Creating a large motion sensing plane

I want to try and create a "motion sensing plane" where users can have contact points (their hands) detected when it passes through an invisible plane. Think of it like a giant tablet touch screen, except you can pass through it and there's no actual screen. The important thing is that I am able to locate not just that motion is detected, but WHERE on the invisible plane.

I've been trying to figure this one out, and was thinking about using a pair of IR sensors for the task, but I'm not totally sure that it will work. I've attached a rough sketch of what I'm considering, but I'm open to suggestions. I have a roughly $200-$300 budget for this.

Sketch:

Here are my requirements:

• The plane is roughly 8ft tall by 10ft wide, and stationary while in use
• The plane does not need accurate motion sensing at the edges of the plane (roughly 1 ft from edges of plane is not important)
• The information needs to be able to be passed to a PC for processing, ideally via USB but other methods are acceptable.
• Ideally I want to be able to recognize "push"/"pull" motions. I was considering a second layer of IR sensors, so you'd have a "front" and "back" set that would deliver rudimentary depth sensing. I don't need something more accurate than that really, just a "shallow" and "deep" touch sense.
• I also want to allow anybody to simply come up and use the plane without preparation. For instance, another alternative I was considering was a Wii Remote setup with reflective gloves or something much like the Johnny Lee samples from years ago, but if possible I'd like to avoid needing equipment on the user side.

Tasks for this exercise:
• 1. Answer these from the post about the motion sensing plane:
(a) How tall and how wide is the plane?
(b) What budget does the poster have?
(c) What connection to the PC is preferred?
• 2. Using the post about the motion sensing plane, explain in one to three sentences why the poster would rather not use a Wii Remote setup with reflective gloves.
• 3. Continue the post about the motion sensing plane from where it stops.
The lines that follow have nothing to do with the post about the motion sensing plane.

Recorded data:
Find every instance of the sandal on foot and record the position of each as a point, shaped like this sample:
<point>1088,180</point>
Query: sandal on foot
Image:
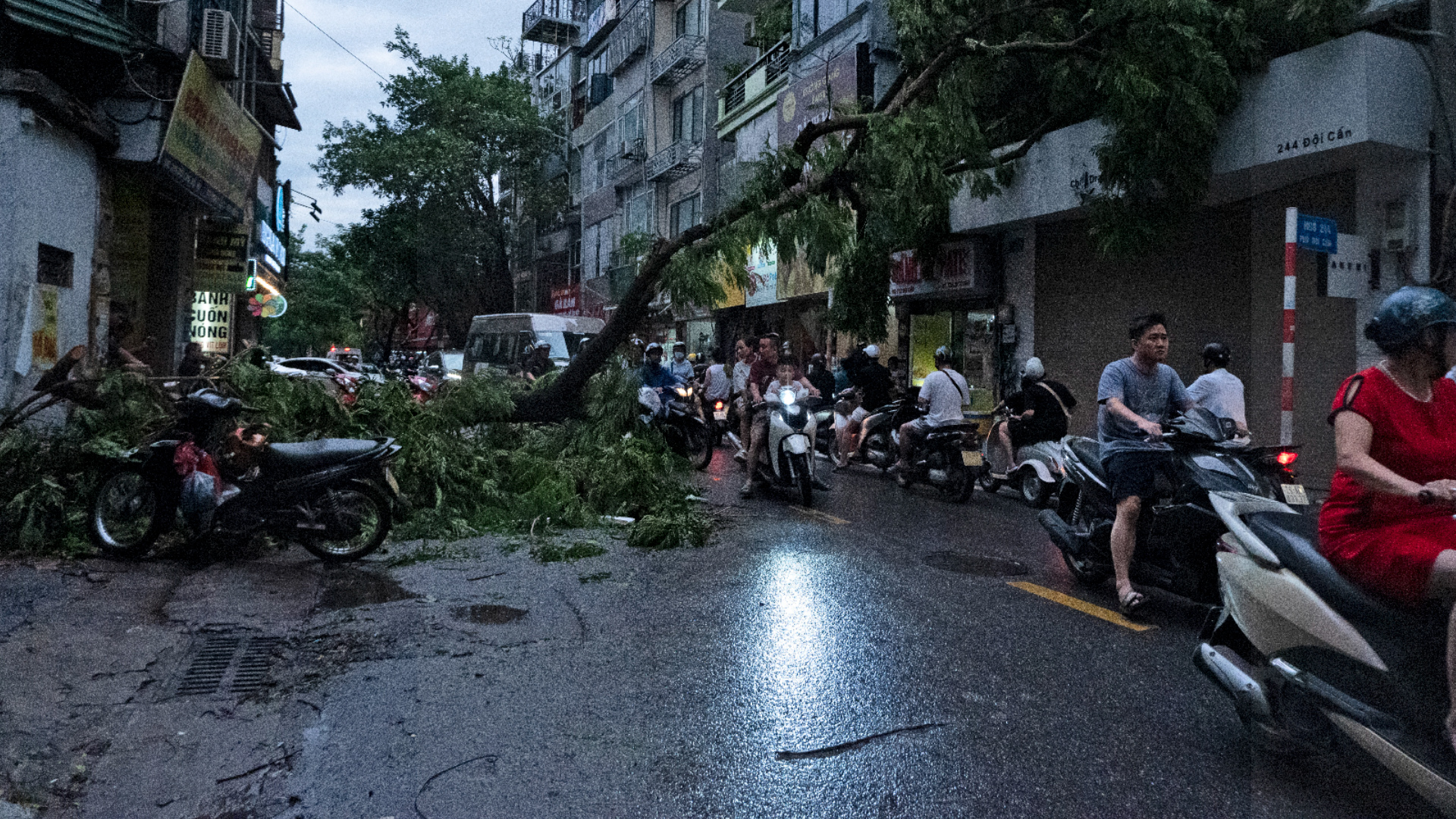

Task results:
• 1.
(a) Roughly 8 ft tall by 10 ft wide.
(b) Roughly $200–$300.
(c) USB, though other methods are acceptable.

• 2. The poster wants anybody to be able to come up and use the plane without preparation. A Wii Remote setup with reflective gloves would need equipment on the user's side.

• 3.
Thanks everyone! I appreciate any and all ideas on this topic.

• A couple of additional questions that might help drive answers that help: What precision do you need for the position? How many simultaneous penetrations do you need to be able to detect? Can you tolerate a requirement for illumination along with sensors, and possibly a requirement for a specific treatment (color, reflectivity) of the boundary of the plane? – RBerteig May 6 '14 at 20:47
• See also: the Kinect, its smaller cousin the Leap Motion, and the FlatFrog optical touchscreen. – pjc50 May 6 '14 at 21:26
• @RBerteig The kind of precision I'm looking for is pretty rough, like resolution of inches or something. As far as simultaneous penetrations, 2 is necessary, while more is always useful but not necessary. What kind of illumination are you talking about? A color/reflectivity on the physical structure surrounding the plane is perfectly fine. – bearcano May 7 '14 at 19:11
• @pjc50 Yeah, I've tinkered with the Kinect, I was just wondering if there was something that could be a little more specialized and didn't require me to analyze full camera data. It still might be the best option though. – bearcano May 7 '14 at 19:12
• @bearcano Having light sources as part of the overall design can be useful. There is an ancient (1980s or so) touch screen technology based on aligned pairs of LED and photodiodes, forming a grid over a screen. Touch is observed when a finger interrupts both a horizontal and vertical beam, and works because fingers are opaque. This requires mechanical alignment, some optics at both ends of each beam, and will likely be fussy. But it can detect multiple penetrations, and depth could be handled with multiple planes, stacked. – RBerteig May 8 '14 at 0:54

Expanding my earlier comment into an answer...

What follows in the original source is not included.